Work instructions:
Locate every line in the data below that contains the string "panel", treating uppercase and lowercase as different, and copy each of those lines.

Listing:
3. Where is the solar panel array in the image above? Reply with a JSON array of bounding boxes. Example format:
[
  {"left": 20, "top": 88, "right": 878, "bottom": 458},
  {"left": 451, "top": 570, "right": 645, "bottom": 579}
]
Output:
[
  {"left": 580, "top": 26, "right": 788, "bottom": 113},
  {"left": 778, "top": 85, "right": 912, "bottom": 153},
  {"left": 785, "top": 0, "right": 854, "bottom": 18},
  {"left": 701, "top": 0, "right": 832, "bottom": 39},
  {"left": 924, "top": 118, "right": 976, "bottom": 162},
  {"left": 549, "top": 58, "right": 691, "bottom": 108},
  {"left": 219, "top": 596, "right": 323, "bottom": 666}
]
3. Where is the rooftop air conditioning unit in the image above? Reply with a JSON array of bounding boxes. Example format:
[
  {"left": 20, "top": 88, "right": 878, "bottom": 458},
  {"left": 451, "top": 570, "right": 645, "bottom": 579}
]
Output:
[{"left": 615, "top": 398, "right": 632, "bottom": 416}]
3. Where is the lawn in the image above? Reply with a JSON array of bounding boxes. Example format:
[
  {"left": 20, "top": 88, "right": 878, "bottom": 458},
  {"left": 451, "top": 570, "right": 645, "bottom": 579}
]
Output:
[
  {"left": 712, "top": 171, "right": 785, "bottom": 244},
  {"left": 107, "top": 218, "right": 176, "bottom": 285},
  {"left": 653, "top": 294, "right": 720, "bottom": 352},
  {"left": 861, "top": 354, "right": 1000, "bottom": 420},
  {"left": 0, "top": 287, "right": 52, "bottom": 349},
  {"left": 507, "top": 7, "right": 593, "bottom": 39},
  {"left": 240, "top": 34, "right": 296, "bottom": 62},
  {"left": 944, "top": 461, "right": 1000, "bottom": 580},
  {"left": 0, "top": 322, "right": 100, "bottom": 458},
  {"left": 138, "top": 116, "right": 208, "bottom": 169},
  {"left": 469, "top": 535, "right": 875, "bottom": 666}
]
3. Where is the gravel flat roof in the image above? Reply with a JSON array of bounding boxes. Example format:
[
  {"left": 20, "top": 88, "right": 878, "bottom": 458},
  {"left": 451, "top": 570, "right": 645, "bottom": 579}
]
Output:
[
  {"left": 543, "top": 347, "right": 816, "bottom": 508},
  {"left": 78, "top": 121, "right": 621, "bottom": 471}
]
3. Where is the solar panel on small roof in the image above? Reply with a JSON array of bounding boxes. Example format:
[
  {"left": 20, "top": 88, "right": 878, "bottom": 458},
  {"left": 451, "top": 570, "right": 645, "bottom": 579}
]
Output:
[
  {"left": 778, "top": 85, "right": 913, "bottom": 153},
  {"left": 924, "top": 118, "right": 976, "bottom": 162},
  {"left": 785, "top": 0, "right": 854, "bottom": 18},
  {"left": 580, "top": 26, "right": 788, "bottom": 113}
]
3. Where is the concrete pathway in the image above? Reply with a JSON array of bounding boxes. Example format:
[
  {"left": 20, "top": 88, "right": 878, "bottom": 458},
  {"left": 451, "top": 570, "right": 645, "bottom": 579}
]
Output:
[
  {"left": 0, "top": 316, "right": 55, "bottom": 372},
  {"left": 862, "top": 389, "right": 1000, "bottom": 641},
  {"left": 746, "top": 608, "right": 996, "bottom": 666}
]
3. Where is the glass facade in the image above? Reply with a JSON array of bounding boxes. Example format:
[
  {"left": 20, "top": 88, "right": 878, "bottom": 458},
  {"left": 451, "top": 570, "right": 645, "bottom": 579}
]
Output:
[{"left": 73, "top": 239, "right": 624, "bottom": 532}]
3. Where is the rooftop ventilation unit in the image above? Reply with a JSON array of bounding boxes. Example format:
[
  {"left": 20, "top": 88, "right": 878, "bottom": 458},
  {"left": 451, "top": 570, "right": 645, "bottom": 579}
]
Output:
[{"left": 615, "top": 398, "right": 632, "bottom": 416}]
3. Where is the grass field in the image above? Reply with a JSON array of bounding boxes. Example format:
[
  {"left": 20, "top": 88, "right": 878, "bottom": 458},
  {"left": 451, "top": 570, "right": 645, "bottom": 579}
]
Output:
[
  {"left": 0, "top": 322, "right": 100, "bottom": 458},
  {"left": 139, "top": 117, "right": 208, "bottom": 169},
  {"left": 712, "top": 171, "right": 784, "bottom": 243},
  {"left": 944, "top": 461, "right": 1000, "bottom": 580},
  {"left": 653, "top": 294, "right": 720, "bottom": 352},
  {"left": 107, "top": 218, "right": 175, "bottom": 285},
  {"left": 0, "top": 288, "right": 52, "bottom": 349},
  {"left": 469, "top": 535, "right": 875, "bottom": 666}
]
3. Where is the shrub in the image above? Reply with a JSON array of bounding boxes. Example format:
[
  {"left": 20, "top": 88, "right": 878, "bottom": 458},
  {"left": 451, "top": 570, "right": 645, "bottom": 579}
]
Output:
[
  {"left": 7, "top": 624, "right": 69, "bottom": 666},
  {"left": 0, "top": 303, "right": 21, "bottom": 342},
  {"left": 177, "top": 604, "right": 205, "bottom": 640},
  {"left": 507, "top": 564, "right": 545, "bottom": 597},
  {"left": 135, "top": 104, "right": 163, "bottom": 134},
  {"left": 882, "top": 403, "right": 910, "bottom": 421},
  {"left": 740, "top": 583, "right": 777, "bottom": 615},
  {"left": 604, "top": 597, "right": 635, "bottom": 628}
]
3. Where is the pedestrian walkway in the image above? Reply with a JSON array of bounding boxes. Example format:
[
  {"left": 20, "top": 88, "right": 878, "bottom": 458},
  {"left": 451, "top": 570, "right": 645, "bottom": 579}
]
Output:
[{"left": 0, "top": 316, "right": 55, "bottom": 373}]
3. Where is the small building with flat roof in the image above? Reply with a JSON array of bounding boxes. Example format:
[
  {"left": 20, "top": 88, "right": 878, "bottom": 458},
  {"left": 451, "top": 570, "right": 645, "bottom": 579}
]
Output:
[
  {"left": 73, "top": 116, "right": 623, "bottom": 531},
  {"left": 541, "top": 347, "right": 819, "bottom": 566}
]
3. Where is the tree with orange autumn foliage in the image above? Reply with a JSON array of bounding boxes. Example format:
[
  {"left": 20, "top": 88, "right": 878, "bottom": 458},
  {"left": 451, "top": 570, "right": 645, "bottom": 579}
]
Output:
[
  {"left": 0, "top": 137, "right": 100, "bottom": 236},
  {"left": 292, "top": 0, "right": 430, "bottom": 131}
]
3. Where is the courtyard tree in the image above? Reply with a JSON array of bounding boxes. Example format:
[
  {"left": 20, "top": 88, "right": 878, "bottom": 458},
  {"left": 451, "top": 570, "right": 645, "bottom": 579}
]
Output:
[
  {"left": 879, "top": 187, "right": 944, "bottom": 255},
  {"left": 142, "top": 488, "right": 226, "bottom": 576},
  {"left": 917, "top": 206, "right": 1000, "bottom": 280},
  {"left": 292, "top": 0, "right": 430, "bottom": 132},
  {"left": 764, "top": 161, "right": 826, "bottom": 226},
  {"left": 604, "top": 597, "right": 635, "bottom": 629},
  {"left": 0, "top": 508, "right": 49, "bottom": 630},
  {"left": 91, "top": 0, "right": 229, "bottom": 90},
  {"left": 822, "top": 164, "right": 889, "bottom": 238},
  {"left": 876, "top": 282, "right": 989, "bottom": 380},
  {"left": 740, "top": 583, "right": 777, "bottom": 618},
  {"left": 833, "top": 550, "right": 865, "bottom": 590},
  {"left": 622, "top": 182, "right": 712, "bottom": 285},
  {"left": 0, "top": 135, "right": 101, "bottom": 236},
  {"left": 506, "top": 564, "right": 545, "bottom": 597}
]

Final result:
3. Where is the solar panel array in the image above? Reply with a JSON array of bounding boxes. Example format:
3. Where is the solar panel on small roof in the image above? Reply with a JSON array of bounding boxes. Example format:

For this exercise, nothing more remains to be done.